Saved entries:
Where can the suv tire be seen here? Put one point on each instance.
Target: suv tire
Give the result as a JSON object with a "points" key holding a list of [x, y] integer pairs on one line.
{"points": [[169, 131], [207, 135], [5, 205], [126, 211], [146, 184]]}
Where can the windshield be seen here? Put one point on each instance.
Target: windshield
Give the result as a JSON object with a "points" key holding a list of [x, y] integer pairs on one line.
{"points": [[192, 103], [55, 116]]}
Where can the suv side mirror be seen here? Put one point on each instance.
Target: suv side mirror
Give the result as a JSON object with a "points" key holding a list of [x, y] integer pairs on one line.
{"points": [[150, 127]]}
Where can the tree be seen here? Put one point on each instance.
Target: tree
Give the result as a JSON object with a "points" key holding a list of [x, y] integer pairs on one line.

*Problem description*
The data above should be copied exactly, with no line omitted.

*Solution for this exercise*
Where can the suv tire be seen here? Put one point on each instance.
Target: suv tire
Give the result as a JSON object with a "points" key holding a list of [x, y] integer pairs on one line.
{"points": [[169, 131], [207, 135], [5, 205], [126, 211], [146, 184]]}
Where can the windshield be seen here? Put one point on each instance.
Target: windshield
Give the result as a JSON object with a "points" key holding a list of [x, y] integer pairs on one line.
{"points": [[192, 103], [55, 116]]}
Where can the suv side mirror be seen here? Put one point on each instance.
Target: suv side mirror
Give the result as a JSON object with a "points" key holding a list of [x, y] integer pairs on one line.
{"points": [[150, 127]]}
Where can the tree be seen here? Put one point on each instance.
Target: tree
Give the result as a JSON object with a "points" key holding a list of [x, y] integer pairs on one line.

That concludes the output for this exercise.